-- Begin DATA SUPPLIED --
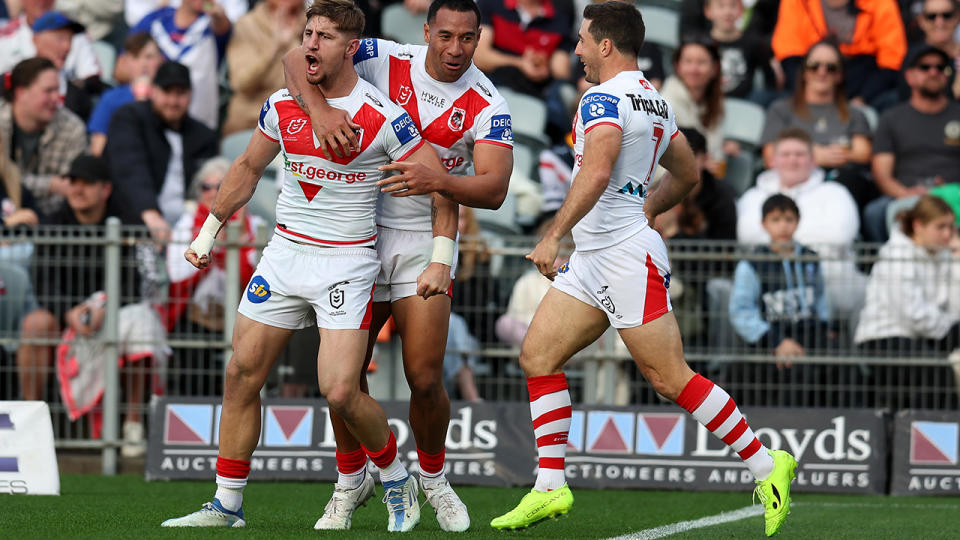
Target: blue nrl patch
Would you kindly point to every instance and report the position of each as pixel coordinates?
(259, 290)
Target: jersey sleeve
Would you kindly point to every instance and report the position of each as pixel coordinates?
(372, 56)
(600, 108)
(269, 122)
(494, 125)
(400, 136)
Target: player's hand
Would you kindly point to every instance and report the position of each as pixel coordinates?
(434, 280)
(414, 179)
(192, 258)
(335, 130)
(544, 256)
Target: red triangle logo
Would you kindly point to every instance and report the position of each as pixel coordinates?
(309, 190)
(289, 419)
(610, 439)
(660, 428)
(179, 432)
(924, 451)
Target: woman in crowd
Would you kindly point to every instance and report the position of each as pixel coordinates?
(840, 132)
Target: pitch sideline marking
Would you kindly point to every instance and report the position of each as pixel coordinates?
(682, 526)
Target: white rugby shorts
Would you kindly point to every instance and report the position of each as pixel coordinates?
(404, 255)
(627, 281)
(297, 284)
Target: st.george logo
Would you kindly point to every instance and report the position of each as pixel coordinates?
(259, 290)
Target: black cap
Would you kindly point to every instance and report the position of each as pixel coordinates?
(89, 168)
(918, 52)
(172, 74)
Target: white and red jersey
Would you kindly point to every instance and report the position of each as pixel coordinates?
(631, 104)
(333, 202)
(451, 116)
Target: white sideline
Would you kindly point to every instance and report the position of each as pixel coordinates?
(681, 526)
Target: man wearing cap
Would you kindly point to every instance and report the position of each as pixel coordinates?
(154, 148)
(71, 284)
(917, 143)
(17, 41)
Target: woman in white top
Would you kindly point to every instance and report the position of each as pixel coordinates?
(913, 296)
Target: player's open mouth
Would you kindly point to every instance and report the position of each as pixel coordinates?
(313, 65)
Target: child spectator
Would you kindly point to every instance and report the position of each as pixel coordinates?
(778, 301)
(741, 55)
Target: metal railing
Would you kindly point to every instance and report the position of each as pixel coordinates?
(834, 372)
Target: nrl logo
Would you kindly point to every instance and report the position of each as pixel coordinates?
(296, 125)
(404, 95)
(455, 123)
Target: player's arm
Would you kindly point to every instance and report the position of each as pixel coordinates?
(673, 187)
(235, 191)
(601, 148)
(334, 127)
(486, 189)
(444, 215)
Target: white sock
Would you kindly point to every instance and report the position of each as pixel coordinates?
(393, 472)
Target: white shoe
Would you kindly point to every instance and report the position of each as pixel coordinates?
(212, 514)
(451, 512)
(338, 513)
(403, 509)
(132, 440)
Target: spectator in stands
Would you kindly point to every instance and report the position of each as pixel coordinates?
(155, 148)
(200, 292)
(742, 55)
(143, 60)
(259, 41)
(41, 137)
(870, 35)
(194, 34)
(525, 45)
(80, 64)
(779, 304)
(913, 296)
(696, 95)
(917, 145)
(840, 132)
(829, 220)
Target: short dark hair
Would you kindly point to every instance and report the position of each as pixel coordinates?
(780, 202)
(452, 5)
(136, 42)
(24, 74)
(619, 22)
(795, 133)
(348, 17)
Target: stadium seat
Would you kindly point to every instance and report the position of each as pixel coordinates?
(399, 24)
(107, 58)
(743, 121)
(529, 115)
(662, 26)
(234, 144)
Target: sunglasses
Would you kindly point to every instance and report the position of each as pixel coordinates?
(829, 66)
(945, 15)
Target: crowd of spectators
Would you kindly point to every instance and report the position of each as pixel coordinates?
(860, 120)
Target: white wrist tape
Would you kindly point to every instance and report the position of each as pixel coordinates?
(203, 243)
(443, 249)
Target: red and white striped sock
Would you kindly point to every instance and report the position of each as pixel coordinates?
(715, 409)
(232, 477)
(391, 469)
(550, 410)
(350, 468)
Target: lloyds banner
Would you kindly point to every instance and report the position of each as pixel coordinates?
(840, 451)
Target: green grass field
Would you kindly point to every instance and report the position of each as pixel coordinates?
(128, 507)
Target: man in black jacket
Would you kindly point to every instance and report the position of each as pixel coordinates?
(154, 149)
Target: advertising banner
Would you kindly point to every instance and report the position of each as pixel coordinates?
(925, 453)
(840, 451)
(28, 459)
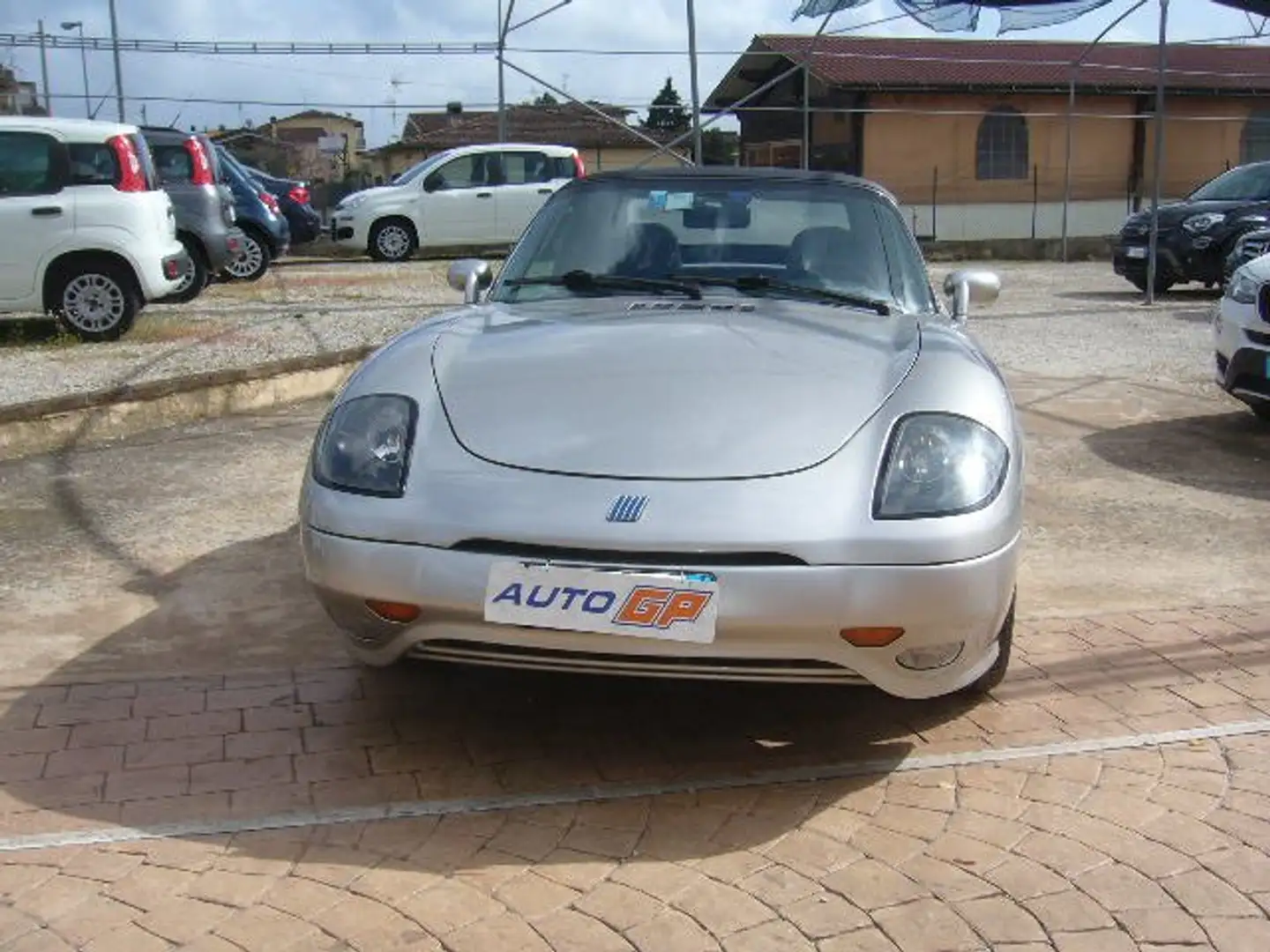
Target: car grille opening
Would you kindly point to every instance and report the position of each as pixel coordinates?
(600, 556)
(524, 657)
-- End DATA SUPPLIED --
Starting with the row that contains "Target: crowd of spectators" and continuing through the last of the rows, lay those rows out as a two-column CSV with the columns text and answer, one CSV line per row. Put each value in a single quoted field with line breaks turned into spaces, and leave the pictures out.

text,answer
"Target: crowd of spectators Would you kindly point to every instance and report the position of each as pixel coordinates?","(860, 120)"
"Target: white wrist tape Would you kindly point to every instance and report the position of each as pixel coordinates?","(203, 243) (443, 249)"
"Target: red and white striped sock Would you kindly point to every instance and report the position of each as pixel coordinates?","(715, 409) (232, 477) (391, 469) (550, 410) (350, 468)"
"Target: lloyds banner Would you kindly point to every instance and report the position of each as pixel coordinates?","(840, 451)"
"Target: green grass field Would you kindly point to every instance and report the position of each as pixel coordinates?","(128, 507)"
"Target: man in black jacket Would you kindly point to every instance and report the position of each as pixel coordinates?","(154, 149)"
"Target: advertising banner Would you kindly point to every instance and report the position of each as pixel coordinates?","(925, 453) (840, 451) (28, 459)"
"Target: car grille opening Would you kindly point to every instance and report the position of each as pixel coordinates?","(600, 556) (524, 657)"